=== WHAT THE TASK REQUIRES ===
Find every line below with "doorway" in it and give only how many there are.

Saved entries:
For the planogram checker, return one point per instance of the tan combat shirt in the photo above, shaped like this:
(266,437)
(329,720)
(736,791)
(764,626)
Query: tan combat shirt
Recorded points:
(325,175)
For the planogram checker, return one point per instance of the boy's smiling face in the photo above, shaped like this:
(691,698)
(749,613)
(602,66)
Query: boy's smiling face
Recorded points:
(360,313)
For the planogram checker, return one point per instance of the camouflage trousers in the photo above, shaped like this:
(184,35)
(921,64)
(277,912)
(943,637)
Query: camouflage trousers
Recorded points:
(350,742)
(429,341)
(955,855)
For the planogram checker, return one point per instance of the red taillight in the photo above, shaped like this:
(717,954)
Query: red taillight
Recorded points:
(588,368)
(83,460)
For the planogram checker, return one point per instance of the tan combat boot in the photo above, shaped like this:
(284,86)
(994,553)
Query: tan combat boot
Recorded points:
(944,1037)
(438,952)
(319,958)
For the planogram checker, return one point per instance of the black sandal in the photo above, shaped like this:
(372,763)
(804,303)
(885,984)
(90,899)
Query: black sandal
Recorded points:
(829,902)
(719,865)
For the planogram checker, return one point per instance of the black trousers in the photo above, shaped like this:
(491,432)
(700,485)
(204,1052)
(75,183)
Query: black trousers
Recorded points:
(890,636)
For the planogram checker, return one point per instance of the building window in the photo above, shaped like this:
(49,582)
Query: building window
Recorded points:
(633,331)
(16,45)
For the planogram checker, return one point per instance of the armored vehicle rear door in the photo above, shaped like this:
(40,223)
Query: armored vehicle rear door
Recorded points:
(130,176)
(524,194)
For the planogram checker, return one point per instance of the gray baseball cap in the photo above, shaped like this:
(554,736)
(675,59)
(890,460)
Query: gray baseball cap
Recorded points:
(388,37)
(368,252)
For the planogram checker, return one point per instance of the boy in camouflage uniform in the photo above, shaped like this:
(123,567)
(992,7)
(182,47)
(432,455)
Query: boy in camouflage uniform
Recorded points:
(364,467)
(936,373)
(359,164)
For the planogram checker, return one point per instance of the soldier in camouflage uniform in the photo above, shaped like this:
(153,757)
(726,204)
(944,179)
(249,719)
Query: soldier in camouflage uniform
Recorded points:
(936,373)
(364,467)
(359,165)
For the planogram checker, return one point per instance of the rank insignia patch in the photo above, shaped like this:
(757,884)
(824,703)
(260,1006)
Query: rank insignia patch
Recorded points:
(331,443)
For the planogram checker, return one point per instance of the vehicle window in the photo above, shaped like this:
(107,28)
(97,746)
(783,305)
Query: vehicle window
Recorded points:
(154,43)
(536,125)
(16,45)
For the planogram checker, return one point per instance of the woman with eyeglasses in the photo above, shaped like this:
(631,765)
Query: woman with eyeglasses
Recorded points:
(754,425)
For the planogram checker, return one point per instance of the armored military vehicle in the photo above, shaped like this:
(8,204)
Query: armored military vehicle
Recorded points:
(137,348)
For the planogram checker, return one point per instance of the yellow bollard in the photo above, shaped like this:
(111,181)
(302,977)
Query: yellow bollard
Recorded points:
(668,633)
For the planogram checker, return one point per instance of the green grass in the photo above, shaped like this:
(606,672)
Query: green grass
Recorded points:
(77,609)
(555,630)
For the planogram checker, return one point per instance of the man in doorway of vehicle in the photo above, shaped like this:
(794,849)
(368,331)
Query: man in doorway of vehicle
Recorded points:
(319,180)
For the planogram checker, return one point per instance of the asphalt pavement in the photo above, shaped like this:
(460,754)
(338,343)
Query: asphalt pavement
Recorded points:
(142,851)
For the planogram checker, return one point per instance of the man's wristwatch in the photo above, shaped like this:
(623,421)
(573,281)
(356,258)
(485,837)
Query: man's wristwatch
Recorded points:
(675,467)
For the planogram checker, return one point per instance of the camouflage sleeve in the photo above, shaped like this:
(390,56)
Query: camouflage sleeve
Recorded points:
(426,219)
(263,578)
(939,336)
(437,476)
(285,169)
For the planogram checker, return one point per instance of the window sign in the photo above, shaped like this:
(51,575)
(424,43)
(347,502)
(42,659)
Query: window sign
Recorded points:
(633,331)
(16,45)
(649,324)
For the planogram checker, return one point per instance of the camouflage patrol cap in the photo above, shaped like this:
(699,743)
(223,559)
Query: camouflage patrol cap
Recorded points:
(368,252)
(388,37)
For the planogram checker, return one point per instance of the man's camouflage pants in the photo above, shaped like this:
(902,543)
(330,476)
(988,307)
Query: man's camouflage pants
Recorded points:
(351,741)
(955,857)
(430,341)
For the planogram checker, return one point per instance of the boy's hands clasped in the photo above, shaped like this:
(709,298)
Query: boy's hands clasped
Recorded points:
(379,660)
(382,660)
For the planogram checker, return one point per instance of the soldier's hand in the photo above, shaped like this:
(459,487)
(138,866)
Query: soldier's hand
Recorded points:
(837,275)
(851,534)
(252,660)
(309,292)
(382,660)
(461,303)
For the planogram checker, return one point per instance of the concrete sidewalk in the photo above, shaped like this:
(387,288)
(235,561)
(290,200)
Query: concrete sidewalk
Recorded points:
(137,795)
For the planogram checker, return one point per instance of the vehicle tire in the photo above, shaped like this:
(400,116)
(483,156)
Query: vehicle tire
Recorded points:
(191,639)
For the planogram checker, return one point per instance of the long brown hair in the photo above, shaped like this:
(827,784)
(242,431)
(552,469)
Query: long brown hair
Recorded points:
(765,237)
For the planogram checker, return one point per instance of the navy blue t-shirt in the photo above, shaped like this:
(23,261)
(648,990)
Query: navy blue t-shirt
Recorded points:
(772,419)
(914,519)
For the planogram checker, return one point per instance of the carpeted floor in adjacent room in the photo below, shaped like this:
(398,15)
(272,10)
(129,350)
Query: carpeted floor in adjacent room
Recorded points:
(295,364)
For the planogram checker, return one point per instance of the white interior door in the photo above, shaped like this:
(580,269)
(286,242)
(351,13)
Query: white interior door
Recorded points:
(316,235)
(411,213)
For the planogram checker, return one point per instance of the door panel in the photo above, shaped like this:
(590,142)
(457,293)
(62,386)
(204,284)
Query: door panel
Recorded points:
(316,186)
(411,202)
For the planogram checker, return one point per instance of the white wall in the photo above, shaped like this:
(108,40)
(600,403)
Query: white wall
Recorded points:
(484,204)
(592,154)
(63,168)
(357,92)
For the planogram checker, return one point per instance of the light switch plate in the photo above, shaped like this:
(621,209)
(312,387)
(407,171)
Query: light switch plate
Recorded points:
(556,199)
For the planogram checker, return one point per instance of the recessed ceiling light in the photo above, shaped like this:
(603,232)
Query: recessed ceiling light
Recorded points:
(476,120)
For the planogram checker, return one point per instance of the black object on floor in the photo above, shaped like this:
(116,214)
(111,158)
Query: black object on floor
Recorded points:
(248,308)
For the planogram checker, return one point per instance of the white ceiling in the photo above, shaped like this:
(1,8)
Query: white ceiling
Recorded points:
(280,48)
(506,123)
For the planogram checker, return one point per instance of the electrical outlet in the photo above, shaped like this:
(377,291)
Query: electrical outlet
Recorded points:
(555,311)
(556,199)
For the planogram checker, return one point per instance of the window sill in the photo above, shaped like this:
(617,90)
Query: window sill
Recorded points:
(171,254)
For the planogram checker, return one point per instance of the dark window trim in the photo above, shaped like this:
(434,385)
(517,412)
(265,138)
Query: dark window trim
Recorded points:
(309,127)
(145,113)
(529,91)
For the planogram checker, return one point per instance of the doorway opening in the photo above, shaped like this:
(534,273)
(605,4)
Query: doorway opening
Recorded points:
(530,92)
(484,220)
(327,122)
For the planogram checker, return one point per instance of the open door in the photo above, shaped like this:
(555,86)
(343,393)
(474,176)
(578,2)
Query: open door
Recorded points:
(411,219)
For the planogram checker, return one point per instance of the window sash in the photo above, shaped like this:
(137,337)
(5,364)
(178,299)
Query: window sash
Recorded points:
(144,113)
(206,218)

=== FINISHED EXERCISE ===
4